# Exercise requirements:
With images excluded, write out each entry below exactly as given.
--*--
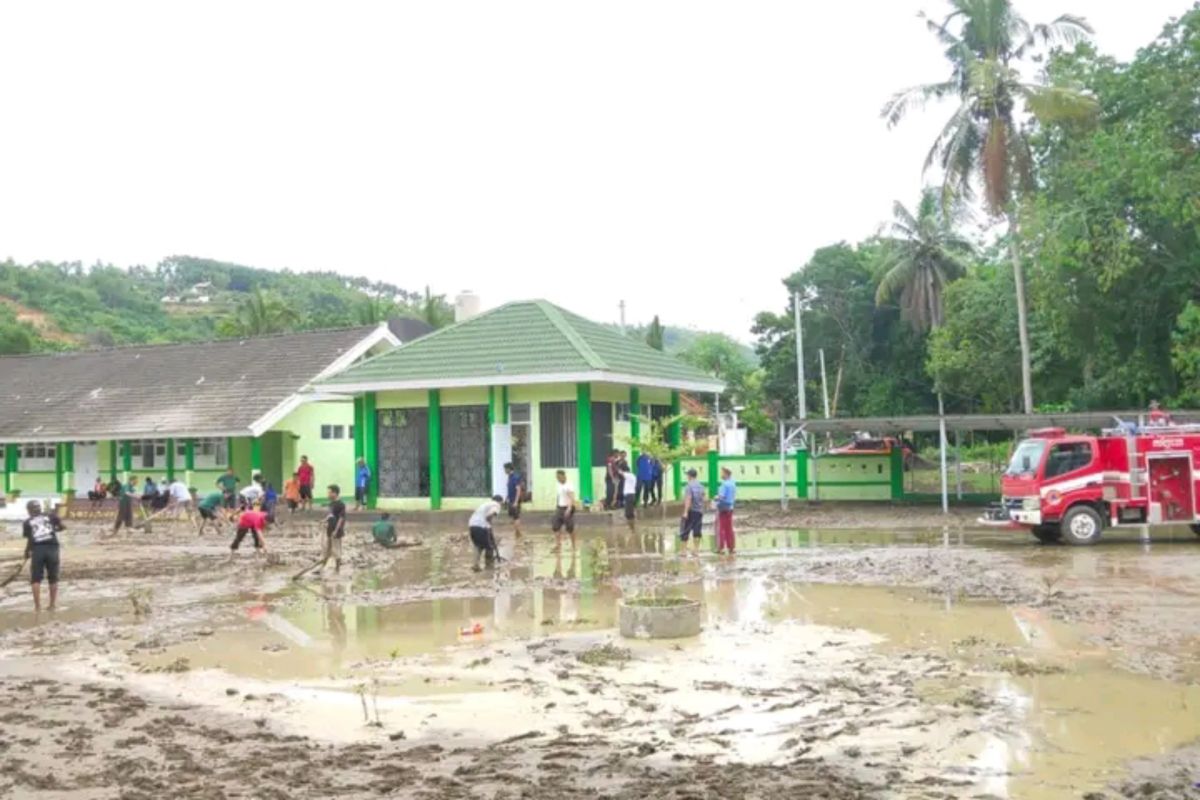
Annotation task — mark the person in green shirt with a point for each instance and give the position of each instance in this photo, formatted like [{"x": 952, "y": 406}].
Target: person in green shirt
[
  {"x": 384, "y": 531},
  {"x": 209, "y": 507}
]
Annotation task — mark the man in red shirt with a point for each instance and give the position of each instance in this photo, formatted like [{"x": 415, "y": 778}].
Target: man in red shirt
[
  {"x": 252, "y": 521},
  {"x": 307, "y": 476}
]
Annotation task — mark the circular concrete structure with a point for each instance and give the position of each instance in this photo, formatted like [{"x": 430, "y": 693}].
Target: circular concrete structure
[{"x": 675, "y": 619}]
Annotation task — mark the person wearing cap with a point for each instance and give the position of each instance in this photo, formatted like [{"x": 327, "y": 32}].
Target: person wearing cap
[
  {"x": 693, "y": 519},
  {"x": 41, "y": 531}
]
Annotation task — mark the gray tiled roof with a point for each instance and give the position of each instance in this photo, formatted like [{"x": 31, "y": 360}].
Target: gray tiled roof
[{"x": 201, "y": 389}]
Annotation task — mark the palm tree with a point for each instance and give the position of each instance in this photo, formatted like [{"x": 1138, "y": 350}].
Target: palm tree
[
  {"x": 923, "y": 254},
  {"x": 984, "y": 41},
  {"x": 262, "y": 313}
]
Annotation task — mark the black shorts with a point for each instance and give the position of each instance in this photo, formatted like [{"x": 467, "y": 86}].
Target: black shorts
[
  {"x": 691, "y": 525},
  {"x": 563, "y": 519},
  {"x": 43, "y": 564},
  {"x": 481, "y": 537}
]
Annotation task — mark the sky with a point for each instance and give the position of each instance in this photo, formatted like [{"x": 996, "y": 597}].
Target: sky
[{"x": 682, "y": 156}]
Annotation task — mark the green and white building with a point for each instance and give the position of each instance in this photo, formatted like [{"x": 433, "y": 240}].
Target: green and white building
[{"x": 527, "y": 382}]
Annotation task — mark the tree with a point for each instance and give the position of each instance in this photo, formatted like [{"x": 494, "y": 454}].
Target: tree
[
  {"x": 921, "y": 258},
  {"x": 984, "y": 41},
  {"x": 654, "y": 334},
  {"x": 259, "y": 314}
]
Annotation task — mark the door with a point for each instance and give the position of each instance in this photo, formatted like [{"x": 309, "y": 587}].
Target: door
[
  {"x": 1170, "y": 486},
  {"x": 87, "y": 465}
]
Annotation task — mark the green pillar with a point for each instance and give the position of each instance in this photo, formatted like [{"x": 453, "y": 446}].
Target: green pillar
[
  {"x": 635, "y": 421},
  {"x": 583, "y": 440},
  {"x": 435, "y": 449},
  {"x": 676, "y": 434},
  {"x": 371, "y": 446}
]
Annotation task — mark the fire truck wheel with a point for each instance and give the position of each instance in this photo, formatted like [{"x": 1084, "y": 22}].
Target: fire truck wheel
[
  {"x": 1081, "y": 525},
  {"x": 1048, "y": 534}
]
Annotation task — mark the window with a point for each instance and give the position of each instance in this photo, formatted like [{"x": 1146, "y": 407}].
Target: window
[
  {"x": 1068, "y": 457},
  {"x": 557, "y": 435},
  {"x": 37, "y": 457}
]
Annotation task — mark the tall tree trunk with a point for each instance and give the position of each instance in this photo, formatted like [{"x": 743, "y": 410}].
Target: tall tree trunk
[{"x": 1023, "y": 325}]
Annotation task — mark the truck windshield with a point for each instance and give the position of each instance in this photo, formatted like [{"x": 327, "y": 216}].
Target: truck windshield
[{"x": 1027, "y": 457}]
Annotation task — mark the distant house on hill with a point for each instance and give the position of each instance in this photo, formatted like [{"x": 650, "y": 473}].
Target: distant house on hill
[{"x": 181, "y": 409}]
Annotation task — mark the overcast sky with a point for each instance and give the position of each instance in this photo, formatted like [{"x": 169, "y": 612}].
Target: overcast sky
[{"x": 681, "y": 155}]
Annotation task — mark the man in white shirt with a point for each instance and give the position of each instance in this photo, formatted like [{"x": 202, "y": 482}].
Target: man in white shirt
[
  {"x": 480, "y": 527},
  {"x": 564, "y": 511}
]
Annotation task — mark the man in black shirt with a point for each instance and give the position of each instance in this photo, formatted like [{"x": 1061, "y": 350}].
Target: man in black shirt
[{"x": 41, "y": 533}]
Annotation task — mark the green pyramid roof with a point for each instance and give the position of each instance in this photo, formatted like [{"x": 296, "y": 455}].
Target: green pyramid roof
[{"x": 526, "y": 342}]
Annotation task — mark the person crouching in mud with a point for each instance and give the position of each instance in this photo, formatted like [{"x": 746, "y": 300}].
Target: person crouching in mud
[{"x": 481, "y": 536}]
--*--
# Answer box:
Annotation task — mark the person in green shirt with a point for each instance and give the position of each instance in this photo, formatted like [{"x": 952, "y": 406}].
Target: person in green shirt
[
  {"x": 384, "y": 531},
  {"x": 209, "y": 507}
]
Annotation task — mark the man in red shirt with a point for each instance and give the position of each instance in this photo, formatted like [{"x": 415, "y": 778}].
Target: man in red shirt
[
  {"x": 252, "y": 521},
  {"x": 307, "y": 476}
]
Annotation task — mark the circular concrete structure with a point for each instance and give the position of each instance in this photo, formatted like [{"x": 430, "y": 693}].
Target: circular concrete structure
[{"x": 675, "y": 619}]
Annotation task — mark the person wearing cap with a point for each instance and give the position of each instance in this photo, formatted like [{"x": 327, "y": 32}].
Target: person wearing cap
[
  {"x": 693, "y": 519},
  {"x": 41, "y": 531}
]
Annotation task — mark the gray tiled roof with a point for each instance and give the position of each instance in this photo, formatted like [{"x": 31, "y": 360}].
Target: gray tiled roof
[{"x": 201, "y": 389}]
Annotation task — mark the palm tree with a point for each instance and give the position of each instance in this photo, formatted like [{"x": 1138, "y": 350}].
Target: palm tree
[
  {"x": 923, "y": 254},
  {"x": 984, "y": 41},
  {"x": 262, "y": 313}
]
Annotation task — mark the black shorts with a point for each instance and give the position of each instance in this photo, formatted like [{"x": 467, "y": 86}].
Target: black shorts
[
  {"x": 691, "y": 525},
  {"x": 563, "y": 519},
  {"x": 43, "y": 564},
  {"x": 481, "y": 537}
]
Annotation task — mark the sky with a point for each instance and give the position of each instance in this photo, formatted like [{"x": 996, "y": 597}].
Target: sky
[{"x": 682, "y": 156}]
Annotation task — mark the green and white building with a point for each instance and give the position of each instance in this photo, formatted like [{"x": 433, "y": 240}].
Target: green and white building
[{"x": 527, "y": 382}]
Annotation task — mark the tree with a point for each instance and give the position of each instance in this photo, formatted like [{"x": 494, "y": 454}].
Target: tree
[
  {"x": 921, "y": 258},
  {"x": 984, "y": 41},
  {"x": 654, "y": 334},
  {"x": 259, "y": 314}
]
Annotation task — mark the door with a point for each instance and give the position of each instance in this photo, formatted like [{"x": 309, "y": 587}].
Target: door
[
  {"x": 1170, "y": 486},
  {"x": 87, "y": 465}
]
Annotation task — mark the green pillar with a point for each instance and give the position of each instance in this photo, formatted like [{"x": 453, "y": 446}].
Target: green pillar
[
  {"x": 635, "y": 421},
  {"x": 583, "y": 440},
  {"x": 435, "y": 449},
  {"x": 676, "y": 434},
  {"x": 371, "y": 446}
]
Annotation task — mark the fire truck wheel with a point for each instance and give the position of each instance in this photo, formatted like [{"x": 1084, "y": 22}].
Target: fire truck wheel
[
  {"x": 1081, "y": 525},
  {"x": 1048, "y": 534}
]
Annotation task — mark the window with a point for each instance and give the position of each instance in this photo, formatted like [{"x": 1146, "y": 407}].
Target: window
[
  {"x": 1068, "y": 457},
  {"x": 557, "y": 435},
  {"x": 37, "y": 457}
]
Annotation task — mark the tall tree trunk with a point for each instance and give the position of each instance in this photo, formatted like [{"x": 743, "y": 410}].
Target: tall tree trunk
[{"x": 1023, "y": 325}]
Annotation task — mark the truck windshield with a point for each instance and give the position of each instance in this photo, formatted like [{"x": 327, "y": 216}].
Target: truck windshield
[{"x": 1027, "y": 457}]
Annotation task — mark the distant house on hill with a point for each instance and give the position of each instance in this photo, formatted like [{"x": 650, "y": 473}].
Target: distant house on hill
[{"x": 181, "y": 409}]
Annotation task — mark the overcast sky with a point for each instance and give the position of each instance in this photo, formatted like [{"x": 169, "y": 612}].
Target: overcast sky
[{"x": 681, "y": 155}]
Annotation task — mark the man in white shirt with a point for each instance and give the position of each instance in this photo, formatted like [{"x": 202, "y": 482}].
Target: man in white shirt
[
  {"x": 480, "y": 527},
  {"x": 564, "y": 511}
]
Annotation task — mark the man in black shirt with a point for each instance and give the position of each instance in this photo, formatted like [{"x": 1061, "y": 350}].
Target: man in black shirt
[{"x": 41, "y": 533}]
Annotation task — mark the green pyramid roof with a point for each instance and give the position of each instance in this photo, formatted like [{"x": 296, "y": 455}].
Target: green pyramid roof
[{"x": 526, "y": 342}]
Annotation task — mark the person crouching in mud with a point for each instance and give the position of each instance in this photo, formatted like [{"x": 746, "y": 300}].
Target: person crouching in mud
[{"x": 481, "y": 536}]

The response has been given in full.